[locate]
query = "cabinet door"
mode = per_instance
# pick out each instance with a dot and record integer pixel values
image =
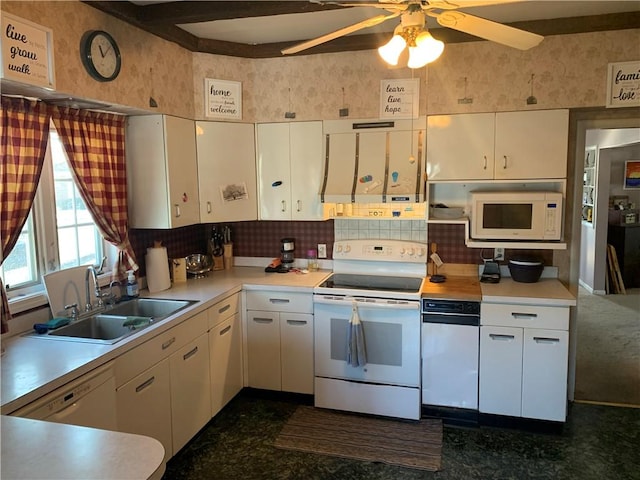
(460, 147)
(144, 406)
(544, 374)
(296, 339)
(500, 370)
(306, 170)
(190, 390)
(274, 176)
(182, 171)
(225, 345)
(226, 171)
(531, 144)
(263, 349)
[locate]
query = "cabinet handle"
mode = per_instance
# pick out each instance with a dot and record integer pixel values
(297, 322)
(190, 354)
(262, 320)
(496, 336)
(145, 384)
(546, 340)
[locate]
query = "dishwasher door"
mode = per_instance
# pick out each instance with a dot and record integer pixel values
(88, 401)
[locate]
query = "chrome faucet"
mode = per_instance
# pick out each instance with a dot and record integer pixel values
(91, 272)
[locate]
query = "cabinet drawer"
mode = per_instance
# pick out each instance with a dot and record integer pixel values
(280, 301)
(224, 309)
(152, 351)
(526, 316)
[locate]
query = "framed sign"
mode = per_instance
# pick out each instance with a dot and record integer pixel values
(27, 52)
(223, 99)
(623, 84)
(400, 98)
(632, 175)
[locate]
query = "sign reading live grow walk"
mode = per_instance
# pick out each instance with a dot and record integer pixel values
(623, 84)
(27, 52)
(399, 98)
(223, 99)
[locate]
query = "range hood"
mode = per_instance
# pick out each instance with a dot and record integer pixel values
(374, 161)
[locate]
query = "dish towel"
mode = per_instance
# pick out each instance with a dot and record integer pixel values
(356, 352)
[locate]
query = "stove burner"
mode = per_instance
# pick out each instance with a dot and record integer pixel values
(373, 282)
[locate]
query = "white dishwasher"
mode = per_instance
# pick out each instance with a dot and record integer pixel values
(89, 401)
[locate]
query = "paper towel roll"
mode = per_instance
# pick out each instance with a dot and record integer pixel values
(157, 269)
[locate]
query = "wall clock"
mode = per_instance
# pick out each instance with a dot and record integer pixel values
(100, 55)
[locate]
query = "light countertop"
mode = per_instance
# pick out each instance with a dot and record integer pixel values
(34, 449)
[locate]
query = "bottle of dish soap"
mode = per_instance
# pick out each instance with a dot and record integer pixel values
(132, 284)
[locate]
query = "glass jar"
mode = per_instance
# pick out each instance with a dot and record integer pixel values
(312, 260)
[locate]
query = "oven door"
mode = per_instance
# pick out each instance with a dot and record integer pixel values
(391, 336)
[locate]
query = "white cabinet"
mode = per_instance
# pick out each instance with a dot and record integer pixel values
(524, 361)
(289, 162)
(154, 382)
(226, 171)
(280, 341)
(225, 346)
(162, 177)
(498, 146)
(190, 390)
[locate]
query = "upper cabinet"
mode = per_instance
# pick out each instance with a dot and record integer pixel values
(162, 178)
(498, 146)
(226, 171)
(289, 164)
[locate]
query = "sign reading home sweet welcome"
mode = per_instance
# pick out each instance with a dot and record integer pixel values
(27, 52)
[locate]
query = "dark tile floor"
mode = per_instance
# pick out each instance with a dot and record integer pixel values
(597, 443)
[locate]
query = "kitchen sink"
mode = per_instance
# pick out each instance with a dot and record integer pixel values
(116, 323)
(155, 308)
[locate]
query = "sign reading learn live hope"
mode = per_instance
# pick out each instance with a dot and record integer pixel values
(400, 98)
(27, 52)
(223, 99)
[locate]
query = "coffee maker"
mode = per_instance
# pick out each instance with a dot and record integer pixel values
(287, 248)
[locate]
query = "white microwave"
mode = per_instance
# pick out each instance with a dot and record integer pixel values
(516, 215)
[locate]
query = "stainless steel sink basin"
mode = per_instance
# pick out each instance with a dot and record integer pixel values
(104, 328)
(155, 308)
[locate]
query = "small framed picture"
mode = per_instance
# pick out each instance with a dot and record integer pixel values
(632, 175)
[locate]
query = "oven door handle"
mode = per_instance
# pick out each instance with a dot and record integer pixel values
(368, 302)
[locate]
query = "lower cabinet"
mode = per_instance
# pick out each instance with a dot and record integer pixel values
(143, 406)
(225, 345)
(280, 341)
(523, 370)
(190, 390)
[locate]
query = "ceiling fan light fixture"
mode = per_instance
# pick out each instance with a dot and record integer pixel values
(426, 50)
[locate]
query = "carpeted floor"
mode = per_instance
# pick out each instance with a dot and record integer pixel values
(608, 348)
(395, 442)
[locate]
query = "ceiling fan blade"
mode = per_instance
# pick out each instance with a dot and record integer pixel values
(370, 22)
(489, 30)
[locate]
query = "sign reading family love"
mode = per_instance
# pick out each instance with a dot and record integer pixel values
(623, 84)
(399, 98)
(27, 52)
(223, 99)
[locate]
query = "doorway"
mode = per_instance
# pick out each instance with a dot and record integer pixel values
(604, 347)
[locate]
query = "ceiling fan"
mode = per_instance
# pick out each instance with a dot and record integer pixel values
(412, 33)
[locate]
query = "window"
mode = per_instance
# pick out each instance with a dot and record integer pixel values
(60, 232)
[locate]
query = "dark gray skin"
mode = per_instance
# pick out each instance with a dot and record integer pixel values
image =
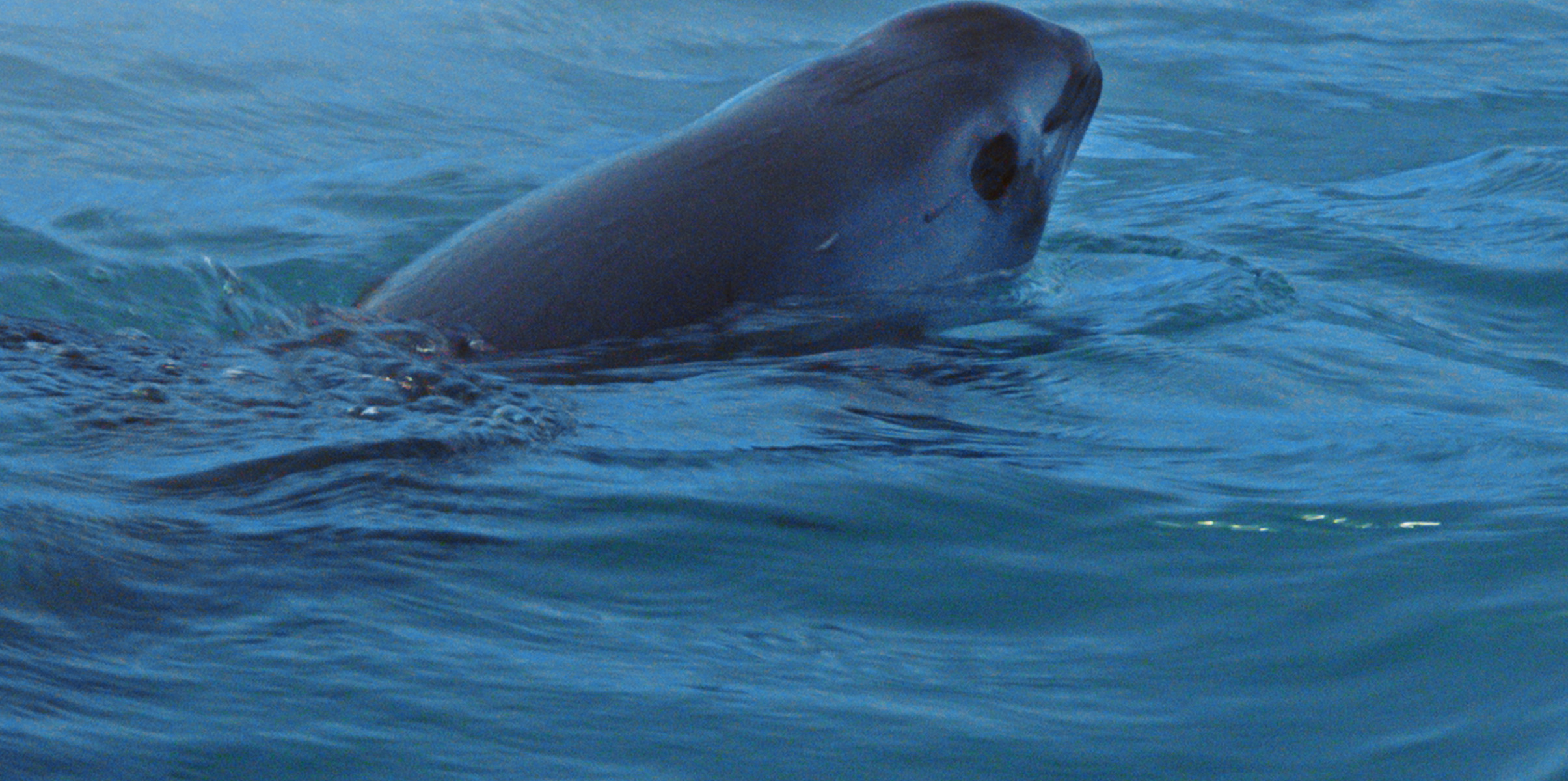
(926, 150)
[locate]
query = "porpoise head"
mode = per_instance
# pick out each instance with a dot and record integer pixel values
(926, 150)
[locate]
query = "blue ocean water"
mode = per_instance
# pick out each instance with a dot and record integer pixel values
(1260, 473)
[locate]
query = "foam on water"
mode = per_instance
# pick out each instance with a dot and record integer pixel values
(1258, 473)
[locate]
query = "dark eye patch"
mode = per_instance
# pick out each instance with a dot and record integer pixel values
(995, 167)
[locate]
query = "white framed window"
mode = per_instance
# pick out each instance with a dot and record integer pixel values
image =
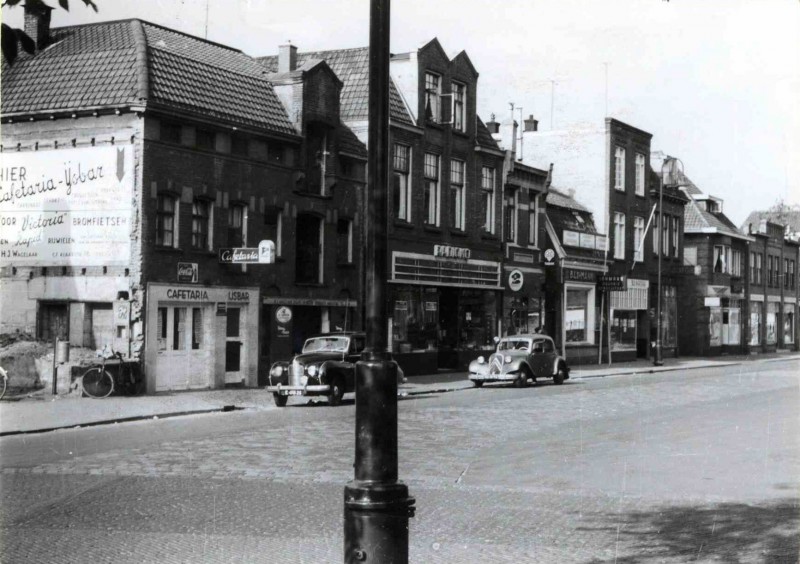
(432, 196)
(459, 106)
(402, 182)
(167, 221)
(433, 96)
(640, 177)
(487, 198)
(457, 193)
(619, 169)
(619, 235)
(638, 235)
(202, 218)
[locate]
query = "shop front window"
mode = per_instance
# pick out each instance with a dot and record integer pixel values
(755, 323)
(772, 323)
(788, 324)
(623, 330)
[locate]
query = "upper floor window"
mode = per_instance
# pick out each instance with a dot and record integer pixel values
(344, 241)
(309, 250)
(459, 106)
(166, 221)
(401, 180)
(201, 224)
(619, 235)
(433, 93)
(237, 224)
(510, 219)
(487, 198)
(205, 139)
(457, 193)
(273, 220)
(640, 162)
(638, 235)
(431, 189)
(170, 132)
(619, 169)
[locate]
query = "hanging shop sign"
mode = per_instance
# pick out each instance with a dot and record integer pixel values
(515, 280)
(188, 272)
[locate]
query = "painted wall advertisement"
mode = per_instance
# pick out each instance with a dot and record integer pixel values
(66, 208)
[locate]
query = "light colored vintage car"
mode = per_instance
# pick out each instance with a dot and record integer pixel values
(520, 359)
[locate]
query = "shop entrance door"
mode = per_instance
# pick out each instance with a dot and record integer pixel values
(234, 346)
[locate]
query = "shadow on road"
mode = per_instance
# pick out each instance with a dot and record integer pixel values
(727, 532)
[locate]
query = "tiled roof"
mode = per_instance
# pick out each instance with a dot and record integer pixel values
(789, 217)
(352, 68)
(483, 136)
(99, 65)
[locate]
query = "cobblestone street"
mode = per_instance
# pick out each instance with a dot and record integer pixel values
(686, 466)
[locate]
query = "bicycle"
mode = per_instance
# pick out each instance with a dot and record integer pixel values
(99, 383)
(4, 384)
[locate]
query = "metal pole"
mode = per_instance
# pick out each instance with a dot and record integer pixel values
(377, 505)
(658, 360)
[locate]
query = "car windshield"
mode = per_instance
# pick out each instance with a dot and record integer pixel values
(514, 345)
(326, 344)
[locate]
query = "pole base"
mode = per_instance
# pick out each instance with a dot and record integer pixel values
(376, 522)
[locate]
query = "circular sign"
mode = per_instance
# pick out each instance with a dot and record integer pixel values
(283, 314)
(515, 280)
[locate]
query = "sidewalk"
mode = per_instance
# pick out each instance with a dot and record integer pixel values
(42, 412)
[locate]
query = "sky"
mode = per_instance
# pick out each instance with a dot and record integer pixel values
(717, 82)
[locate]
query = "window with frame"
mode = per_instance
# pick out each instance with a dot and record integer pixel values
(619, 235)
(433, 93)
(205, 139)
(533, 221)
(344, 241)
(459, 106)
(457, 194)
(640, 176)
(166, 221)
(309, 250)
(510, 214)
(273, 220)
(487, 198)
(237, 225)
(431, 189)
(619, 169)
(170, 132)
(201, 222)
(401, 180)
(638, 235)
(676, 230)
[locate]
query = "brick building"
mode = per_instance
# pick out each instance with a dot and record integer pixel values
(609, 168)
(444, 235)
(171, 149)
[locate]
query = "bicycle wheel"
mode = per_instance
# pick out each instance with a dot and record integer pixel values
(97, 383)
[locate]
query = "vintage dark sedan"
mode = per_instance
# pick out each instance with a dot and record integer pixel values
(325, 367)
(520, 359)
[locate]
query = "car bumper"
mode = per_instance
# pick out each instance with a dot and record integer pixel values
(313, 390)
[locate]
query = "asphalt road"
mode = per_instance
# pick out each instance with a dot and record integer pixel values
(696, 466)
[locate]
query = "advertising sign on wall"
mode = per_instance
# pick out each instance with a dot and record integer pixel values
(64, 208)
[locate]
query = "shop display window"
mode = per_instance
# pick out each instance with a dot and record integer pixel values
(623, 330)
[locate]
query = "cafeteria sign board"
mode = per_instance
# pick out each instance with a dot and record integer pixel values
(68, 207)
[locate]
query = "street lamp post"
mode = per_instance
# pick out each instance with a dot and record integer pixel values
(377, 505)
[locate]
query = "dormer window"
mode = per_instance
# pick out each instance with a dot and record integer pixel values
(433, 93)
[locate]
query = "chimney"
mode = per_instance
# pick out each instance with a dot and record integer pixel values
(37, 23)
(493, 126)
(287, 58)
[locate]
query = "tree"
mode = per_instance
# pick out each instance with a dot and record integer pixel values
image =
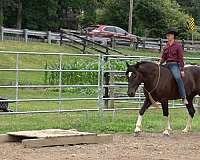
(158, 15)
(192, 7)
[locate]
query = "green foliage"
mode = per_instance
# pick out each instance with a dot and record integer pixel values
(156, 16)
(150, 18)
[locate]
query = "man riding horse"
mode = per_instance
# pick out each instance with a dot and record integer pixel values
(173, 56)
(162, 83)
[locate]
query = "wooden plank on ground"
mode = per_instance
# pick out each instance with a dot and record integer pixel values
(56, 141)
(6, 138)
(49, 133)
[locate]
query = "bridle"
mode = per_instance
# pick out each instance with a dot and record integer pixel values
(149, 92)
(156, 82)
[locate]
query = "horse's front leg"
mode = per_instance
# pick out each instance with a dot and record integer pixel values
(191, 112)
(167, 118)
(146, 104)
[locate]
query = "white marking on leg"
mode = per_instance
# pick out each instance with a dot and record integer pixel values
(138, 124)
(188, 125)
(129, 74)
(168, 126)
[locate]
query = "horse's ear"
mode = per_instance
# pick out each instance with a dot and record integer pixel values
(127, 64)
(137, 65)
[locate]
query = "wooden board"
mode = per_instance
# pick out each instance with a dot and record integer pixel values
(6, 138)
(56, 137)
(49, 133)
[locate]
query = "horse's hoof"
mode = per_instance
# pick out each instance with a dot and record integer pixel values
(185, 131)
(166, 133)
(136, 134)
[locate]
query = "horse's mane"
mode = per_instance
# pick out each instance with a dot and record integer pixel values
(143, 62)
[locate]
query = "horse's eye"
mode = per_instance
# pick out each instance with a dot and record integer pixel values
(131, 74)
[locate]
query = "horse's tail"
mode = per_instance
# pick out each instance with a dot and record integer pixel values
(153, 101)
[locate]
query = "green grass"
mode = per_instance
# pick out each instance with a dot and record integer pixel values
(123, 121)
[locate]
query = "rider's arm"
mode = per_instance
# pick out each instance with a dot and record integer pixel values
(163, 58)
(180, 57)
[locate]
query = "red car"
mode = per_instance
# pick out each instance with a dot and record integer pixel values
(104, 33)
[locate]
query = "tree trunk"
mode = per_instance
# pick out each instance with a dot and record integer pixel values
(19, 15)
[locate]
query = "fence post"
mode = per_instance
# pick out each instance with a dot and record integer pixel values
(161, 43)
(1, 29)
(61, 37)
(137, 43)
(26, 35)
(100, 104)
(113, 42)
(143, 41)
(110, 78)
(183, 44)
(49, 37)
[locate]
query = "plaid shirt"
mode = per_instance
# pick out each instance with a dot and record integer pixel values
(173, 53)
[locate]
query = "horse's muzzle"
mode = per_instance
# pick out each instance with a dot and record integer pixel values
(131, 94)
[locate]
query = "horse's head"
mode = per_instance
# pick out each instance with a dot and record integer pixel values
(134, 79)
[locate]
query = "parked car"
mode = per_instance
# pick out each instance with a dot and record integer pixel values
(104, 34)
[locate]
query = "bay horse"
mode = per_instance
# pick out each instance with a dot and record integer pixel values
(160, 86)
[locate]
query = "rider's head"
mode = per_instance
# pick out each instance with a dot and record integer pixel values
(170, 34)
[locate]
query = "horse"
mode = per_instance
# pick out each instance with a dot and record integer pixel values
(160, 86)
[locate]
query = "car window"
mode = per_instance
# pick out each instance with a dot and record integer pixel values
(121, 31)
(109, 29)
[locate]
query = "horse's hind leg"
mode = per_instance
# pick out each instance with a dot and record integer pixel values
(167, 119)
(191, 112)
(146, 104)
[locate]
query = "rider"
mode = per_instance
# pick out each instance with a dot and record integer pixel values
(173, 56)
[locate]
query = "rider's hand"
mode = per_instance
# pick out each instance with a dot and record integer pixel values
(182, 73)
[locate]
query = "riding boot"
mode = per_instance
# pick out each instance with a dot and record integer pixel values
(185, 101)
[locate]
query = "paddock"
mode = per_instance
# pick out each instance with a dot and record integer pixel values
(149, 146)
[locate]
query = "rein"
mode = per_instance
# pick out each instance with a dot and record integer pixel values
(149, 92)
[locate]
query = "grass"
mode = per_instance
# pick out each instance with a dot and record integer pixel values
(123, 121)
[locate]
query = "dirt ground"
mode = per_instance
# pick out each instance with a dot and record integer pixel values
(124, 147)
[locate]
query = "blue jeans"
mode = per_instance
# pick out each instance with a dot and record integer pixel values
(175, 70)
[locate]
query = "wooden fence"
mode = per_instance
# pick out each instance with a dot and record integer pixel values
(49, 37)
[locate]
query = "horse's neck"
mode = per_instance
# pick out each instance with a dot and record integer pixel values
(149, 79)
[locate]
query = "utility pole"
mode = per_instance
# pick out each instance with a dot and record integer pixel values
(130, 22)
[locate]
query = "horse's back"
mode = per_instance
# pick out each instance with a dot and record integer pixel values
(192, 78)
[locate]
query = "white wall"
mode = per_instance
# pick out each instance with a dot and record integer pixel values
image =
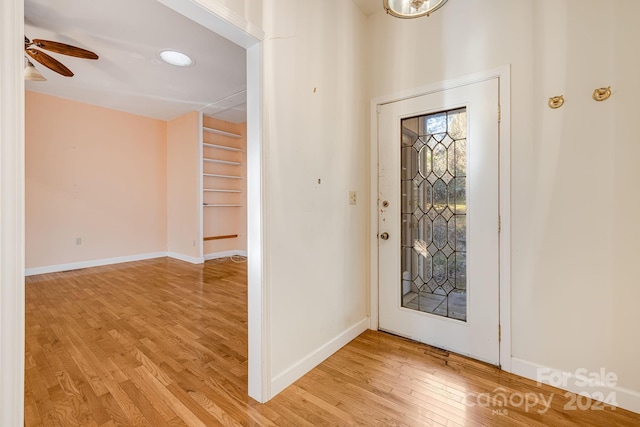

══════════

Directions
Return each line of the entries that holds the string "ceiling".

Answer to the exercise
query = "ceiling fan light fixture"
query = "ceiling fan blade"
query = "ceiling fan"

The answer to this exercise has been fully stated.